Goal:
From the line containing "of the building" down to the last line of the records below, copy every line exactly. Leave out everything before it.

::: Data section

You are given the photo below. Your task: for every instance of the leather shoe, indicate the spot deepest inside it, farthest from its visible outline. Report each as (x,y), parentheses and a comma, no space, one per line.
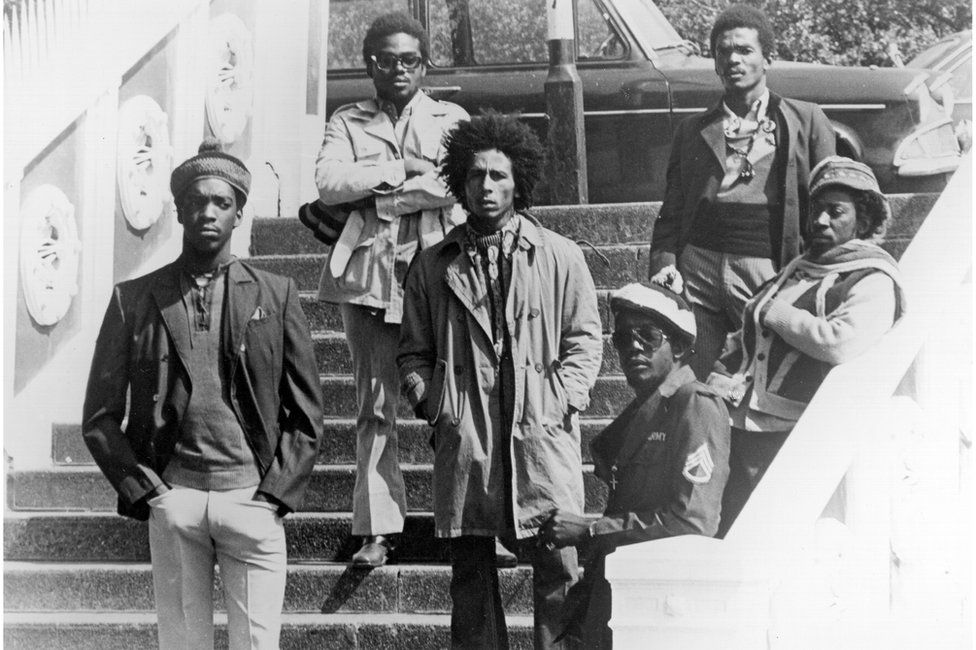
(504,558)
(374,551)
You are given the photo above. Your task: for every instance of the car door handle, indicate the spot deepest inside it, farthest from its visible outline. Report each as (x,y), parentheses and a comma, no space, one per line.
(441,92)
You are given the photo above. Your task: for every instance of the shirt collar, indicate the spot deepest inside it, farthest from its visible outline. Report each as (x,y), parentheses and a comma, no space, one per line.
(389,107)
(757,113)
(220,270)
(677,378)
(509,234)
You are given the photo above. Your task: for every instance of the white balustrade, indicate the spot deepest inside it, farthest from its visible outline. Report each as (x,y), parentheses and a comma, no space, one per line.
(891,429)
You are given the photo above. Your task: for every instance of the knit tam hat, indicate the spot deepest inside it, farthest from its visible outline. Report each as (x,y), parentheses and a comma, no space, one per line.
(210,162)
(667,308)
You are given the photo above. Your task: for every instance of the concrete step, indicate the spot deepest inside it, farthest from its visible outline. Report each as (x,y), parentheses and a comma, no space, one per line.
(619,223)
(611,266)
(105,537)
(333,357)
(324,317)
(607,398)
(326,588)
(135,631)
(83,489)
(338,441)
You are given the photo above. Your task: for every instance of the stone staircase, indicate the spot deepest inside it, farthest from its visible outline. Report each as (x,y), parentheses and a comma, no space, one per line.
(77,576)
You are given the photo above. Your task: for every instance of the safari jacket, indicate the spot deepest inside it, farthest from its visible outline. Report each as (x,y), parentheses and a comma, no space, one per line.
(138,377)
(361,164)
(448,364)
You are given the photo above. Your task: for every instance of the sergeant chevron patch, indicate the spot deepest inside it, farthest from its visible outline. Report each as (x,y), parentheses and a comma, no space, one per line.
(699,465)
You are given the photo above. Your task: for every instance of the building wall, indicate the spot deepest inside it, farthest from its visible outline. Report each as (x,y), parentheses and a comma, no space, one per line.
(62,125)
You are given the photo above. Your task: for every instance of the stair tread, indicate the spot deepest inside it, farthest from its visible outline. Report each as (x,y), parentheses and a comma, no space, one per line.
(288,618)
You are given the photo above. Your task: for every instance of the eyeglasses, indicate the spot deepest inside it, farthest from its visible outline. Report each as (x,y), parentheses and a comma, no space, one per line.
(648,338)
(387,62)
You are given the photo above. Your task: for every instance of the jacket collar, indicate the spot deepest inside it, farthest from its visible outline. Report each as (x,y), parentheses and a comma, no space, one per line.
(241,297)
(462,278)
(713,132)
(530,236)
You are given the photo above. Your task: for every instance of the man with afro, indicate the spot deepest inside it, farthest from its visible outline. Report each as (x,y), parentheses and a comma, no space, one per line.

::::::

Reply to the task:
You are given the photo above. Your task: for every instance of the building wall, indicate the spot deepest inside it, farthest from its visible outline. Report each as (x,y), parentheses and a comma, no space, one per line.
(62,125)
You are given the photo above. Your task: for every instance of the stair tread, indicate the spot deepest inside it, farthest from its visible outline. Report each as (x,y), parentheses and a comma, no space, one per line.
(288,618)
You are given the photo above. Your task: for every instance of the eyeglasses, indicate the spot deepest inside it, farthest from its visible outline. Report each as (x,y), parentheses and a comma, no space, one per line.
(648,338)
(387,62)
You are given the photo above. Your task: for every instance of the jacket collar, indicate the spot deepest inside it, farthest from its visible outline. Report each as (x,y), parentheses and a comma, no space, one per line.
(241,297)
(462,278)
(713,132)
(530,236)
You are given the photo above. Your task: for every instance of the man with afro, indicate the spot deepest inside it, farthest from its visible outline. Report each as (x,y), parentheses and a comma, no space, one per line.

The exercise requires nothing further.